* Document section *
Personal information
- Date of birth: 26 August 1928
- Place of birth: Zelovo Sutinsko, Kingdom of Serbs, Croats and Slovenes
- Date of death: 11 August 2014 (aged 85)
- Place of death: Split, Croatia
- Height: 1.84 m (6 ft 0 in)
- Position: Goalkeeper

Senior career*
- Years: Team / Apps / (Gls)
- 1947–1955: Hajduk Split / 136 / (0)
- 1955–1960: Red Star Belgrade / 83 / (0)
- 1960–1963: Alemannia Aachen / 23 / (0)
- 1963–1964: Viktoria Köln / 23 / (0)
- Total:  / 265 / (0)

International career
- 1950–1959: Yugoslavia / 59 / (0)

Managerial career
- 1964–1966: Freiburger FC
- 1966–1967: Sittardia
- 1967–1968: Rijeka
- 1969–1970: SC Fortuna Köln
- 1970–1973: Hajduk Split (assistant)
- 1973: Osijek
- 1974: Troglav Livno
- 1974–1975: Cameroon
- Dinara
- Bregalnica Štip
- 1979: First Vienna FC
- 1980–1981: RNK Split
- 1986–1987: BŠK Zmaj Blato

Medal record
Men's Football
Representing Yugoslavia
Olympic Games
| Silver medal – second place | 1952 Helsinki | Team |

= Vladimir Beara =

Yugoslav footballer and manager

Vladimir Beara (Владимир Беара; /sh/; 26 August 1928 – 11 August 2014) was a Yugoslav football goalkeeper and manager. He played the vast majority of his professional club career for Hajduk Split and Red Star Belgrade in the Yugoslav Federal League and for the Yugoslavia national football team. He is considered to have been one of the best goalkeepers of his era.

==Early life==
Beara was born into an ethnic Serb family to parents Jakov and Marija in the village of Zelovo Sutinsko near Sinj in present-day Croatia. He had two brothers named Ljubo and Sveto. According to Split-based journalist Zdravko Reić, Beara declared himself as a Croat in the state censuses.

==Club career==
For Hajduk Split (1946–55) Beara played 308 games, and helped his team to win the Yugoslav League title in 1950, 1952 and 1955.

* Entries shown *
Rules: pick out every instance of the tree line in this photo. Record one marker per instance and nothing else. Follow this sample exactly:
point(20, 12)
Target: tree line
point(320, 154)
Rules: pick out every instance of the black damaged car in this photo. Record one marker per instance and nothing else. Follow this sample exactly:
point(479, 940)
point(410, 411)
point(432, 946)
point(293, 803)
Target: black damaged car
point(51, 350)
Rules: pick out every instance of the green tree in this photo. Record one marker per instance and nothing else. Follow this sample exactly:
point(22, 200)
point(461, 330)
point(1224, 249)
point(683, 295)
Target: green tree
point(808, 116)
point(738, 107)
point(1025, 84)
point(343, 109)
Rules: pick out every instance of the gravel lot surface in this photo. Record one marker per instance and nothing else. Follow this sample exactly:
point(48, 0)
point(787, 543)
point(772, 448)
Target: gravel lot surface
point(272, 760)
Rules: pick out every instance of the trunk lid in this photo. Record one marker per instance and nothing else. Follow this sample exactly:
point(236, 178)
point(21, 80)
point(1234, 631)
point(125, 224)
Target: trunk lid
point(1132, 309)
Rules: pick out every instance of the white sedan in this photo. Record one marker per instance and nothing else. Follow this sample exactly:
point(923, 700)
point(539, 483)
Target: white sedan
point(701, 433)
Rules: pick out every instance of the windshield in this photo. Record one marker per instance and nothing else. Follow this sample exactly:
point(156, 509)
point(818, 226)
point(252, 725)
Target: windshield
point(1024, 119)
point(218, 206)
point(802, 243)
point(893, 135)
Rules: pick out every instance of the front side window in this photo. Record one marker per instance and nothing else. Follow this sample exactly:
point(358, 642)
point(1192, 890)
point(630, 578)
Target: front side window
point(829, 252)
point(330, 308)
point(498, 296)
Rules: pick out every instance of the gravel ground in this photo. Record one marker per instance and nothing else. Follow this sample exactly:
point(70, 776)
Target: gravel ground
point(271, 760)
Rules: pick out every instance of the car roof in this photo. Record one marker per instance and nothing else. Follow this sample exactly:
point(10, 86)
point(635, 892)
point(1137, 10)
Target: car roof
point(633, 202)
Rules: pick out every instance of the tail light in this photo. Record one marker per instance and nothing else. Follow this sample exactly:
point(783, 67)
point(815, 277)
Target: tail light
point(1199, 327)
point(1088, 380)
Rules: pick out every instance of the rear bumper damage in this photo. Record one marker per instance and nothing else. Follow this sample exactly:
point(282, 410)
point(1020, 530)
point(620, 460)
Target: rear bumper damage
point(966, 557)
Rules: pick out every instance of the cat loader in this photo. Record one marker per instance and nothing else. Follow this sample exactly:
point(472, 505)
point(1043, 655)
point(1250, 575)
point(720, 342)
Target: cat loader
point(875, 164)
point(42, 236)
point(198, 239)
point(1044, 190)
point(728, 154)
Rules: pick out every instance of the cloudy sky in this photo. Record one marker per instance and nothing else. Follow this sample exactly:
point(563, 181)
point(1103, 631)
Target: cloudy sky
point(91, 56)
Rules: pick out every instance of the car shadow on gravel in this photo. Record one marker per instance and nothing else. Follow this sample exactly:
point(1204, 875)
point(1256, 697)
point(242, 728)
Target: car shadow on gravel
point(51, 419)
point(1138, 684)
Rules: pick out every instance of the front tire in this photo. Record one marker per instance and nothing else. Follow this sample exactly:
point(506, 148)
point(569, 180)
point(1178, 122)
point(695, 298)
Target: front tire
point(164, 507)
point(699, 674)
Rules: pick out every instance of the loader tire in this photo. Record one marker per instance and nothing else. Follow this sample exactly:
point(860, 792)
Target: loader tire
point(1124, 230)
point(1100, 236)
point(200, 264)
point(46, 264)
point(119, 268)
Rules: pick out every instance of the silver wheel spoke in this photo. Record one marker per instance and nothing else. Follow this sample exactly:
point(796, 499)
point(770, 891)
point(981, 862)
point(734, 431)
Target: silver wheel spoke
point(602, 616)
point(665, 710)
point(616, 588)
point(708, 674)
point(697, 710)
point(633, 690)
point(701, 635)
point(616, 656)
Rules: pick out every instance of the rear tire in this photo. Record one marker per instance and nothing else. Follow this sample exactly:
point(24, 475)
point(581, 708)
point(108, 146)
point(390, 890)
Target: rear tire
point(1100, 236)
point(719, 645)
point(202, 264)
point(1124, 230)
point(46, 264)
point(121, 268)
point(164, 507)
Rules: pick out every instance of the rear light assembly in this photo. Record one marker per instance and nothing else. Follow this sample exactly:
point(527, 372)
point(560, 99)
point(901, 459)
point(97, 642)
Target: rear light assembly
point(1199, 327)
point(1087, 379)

* Brief A *
Answer these from the Vladimir Beara article:
(i) How tall was Beara?
(ii) What were the names of his parents?
(iii) In which years did he help Hajduk Split win the Yugoslav League title?
* Brief B *
Can you repeat the stretch of the Vladimir Beara article from "Personal information" through "2014 (aged 85)"?
The listing comes from a separate source, not from the Vladimir Beara article.

* Final answer A *
(i) 1.84 m (6 ft 0 in)
(ii) Jakov and Marija
(iii) 1950, 1952 and 1955

* Final answer B *
Personal information
- Date of birth: 26 August 1928
- Place of birth: Zelovo Sutinsko, Kingdom of Serbs, Croats and Slovenes
- Date of death: 11 August 2014 (aged 85)